— start of DATA LINES —

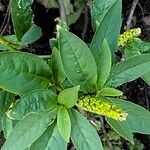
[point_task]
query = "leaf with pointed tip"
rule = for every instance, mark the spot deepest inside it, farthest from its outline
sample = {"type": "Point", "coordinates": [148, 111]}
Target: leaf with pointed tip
{"type": "Point", "coordinates": [108, 29]}
{"type": "Point", "coordinates": [110, 92]}
{"type": "Point", "coordinates": [103, 64]}
{"type": "Point", "coordinates": [99, 9]}
{"type": "Point", "coordinates": [50, 139]}
{"type": "Point", "coordinates": [57, 68]}
{"type": "Point", "coordinates": [28, 130]}
{"type": "Point", "coordinates": [77, 60]}
{"type": "Point", "coordinates": [23, 72]}
{"type": "Point", "coordinates": [21, 16]}
{"type": "Point", "coordinates": [64, 123]}
{"type": "Point", "coordinates": [83, 134]}
{"type": "Point", "coordinates": [34, 101]}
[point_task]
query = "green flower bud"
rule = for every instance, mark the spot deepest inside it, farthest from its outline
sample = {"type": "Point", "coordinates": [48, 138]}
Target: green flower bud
{"type": "Point", "coordinates": [128, 36]}
{"type": "Point", "coordinates": [102, 106]}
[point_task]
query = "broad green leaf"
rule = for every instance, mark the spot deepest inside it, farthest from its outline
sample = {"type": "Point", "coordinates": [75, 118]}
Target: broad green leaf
{"type": "Point", "coordinates": [7, 125]}
{"type": "Point", "coordinates": [57, 68]}
{"type": "Point", "coordinates": [33, 34]}
{"type": "Point", "coordinates": [110, 92]}
{"type": "Point", "coordinates": [68, 97]}
{"type": "Point", "coordinates": [122, 128]}
{"type": "Point", "coordinates": [109, 29]}
{"type": "Point", "coordinates": [6, 99]}
{"type": "Point", "coordinates": [50, 140]}
{"type": "Point", "coordinates": [53, 44]}
{"type": "Point", "coordinates": [77, 60]}
{"type": "Point", "coordinates": [23, 72]}
{"type": "Point", "coordinates": [83, 134]}
{"type": "Point", "coordinates": [33, 102]}
{"type": "Point", "coordinates": [21, 16]}
{"type": "Point", "coordinates": [13, 40]}
{"type": "Point", "coordinates": [129, 70]}
{"type": "Point", "coordinates": [138, 117]}
{"type": "Point", "coordinates": [28, 130]}
{"type": "Point", "coordinates": [99, 9]}
{"type": "Point", "coordinates": [103, 65]}
{"type": "Point", "coordinates": [64, 123]}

— end of DATA LINES —

(EXERCISE TASK) Pick out every line in the items above that contains the string "pointed".

(ANSWER TO THE PROBLEM)
query = "leaf with pointed tip"
Target: leaf with pointed tip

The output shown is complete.